A Casa do Disparate
Foi-nos dado a ver, no dia 2 de Outubro, no Porto (no Teatro do Bolhão) o que talvez seja a pior das peças dos últimos tempos e sem dúvida a mais desastrada versão da peça de Lorca.
Tenho certas dúvidas de que qualquer grupo (por exemplo amador) pudesse errar tão disparatadamente quanto este recente Teatro da Terra, na encenação de Maria João Luís.
Imagine-se todos os elementos teatrais, do som à dramaturgia, da cenografia à interpretação e imagine-se tudo truncado, teremos assim uma ideia do que foi esta representação.

**Exercícios**
A - Reproduza da crítica teatral tudo o que vai desde "Imagine-se todos os" até "foi esta representação.", sem alterar uma palavra.
B - De acordo com a crítica teatral, em que sala do Porto foi apresentada a peça?

[Linhas de um conjunto de dados]
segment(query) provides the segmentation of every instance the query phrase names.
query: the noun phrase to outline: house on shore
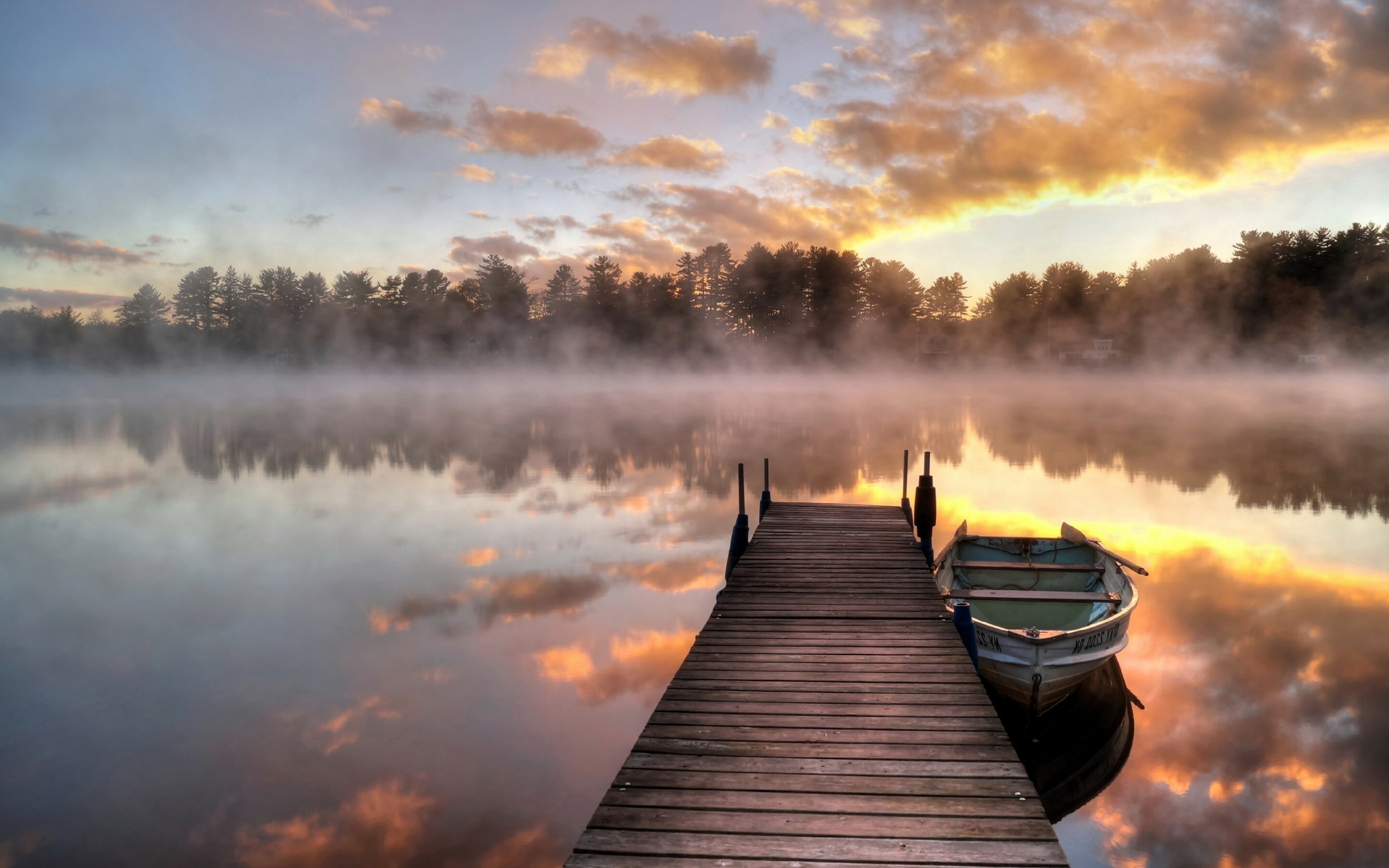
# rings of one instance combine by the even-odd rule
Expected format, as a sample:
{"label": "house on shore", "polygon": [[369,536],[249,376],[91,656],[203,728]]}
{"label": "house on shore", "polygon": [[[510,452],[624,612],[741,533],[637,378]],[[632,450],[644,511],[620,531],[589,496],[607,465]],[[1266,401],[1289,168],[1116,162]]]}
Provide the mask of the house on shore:
{"label": "house on shore", "polygon": [[1096,337],[1090,340],[1090,346],[1067,346],[1057,351],[1057,358],[1063,365],[1111,365],[1122,358],[1122,353],[1114,349],[1114,340],[1108,337]]}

**Resolução dos exercícios**
A -
Imagine-se todos os elementos teatrais, do som à dramaturgia, da cenografia à interpretação e imagine-se tudo truncado, teremos assim uma ideia do que foi esta representação.

B - No Teatro do Bolhão.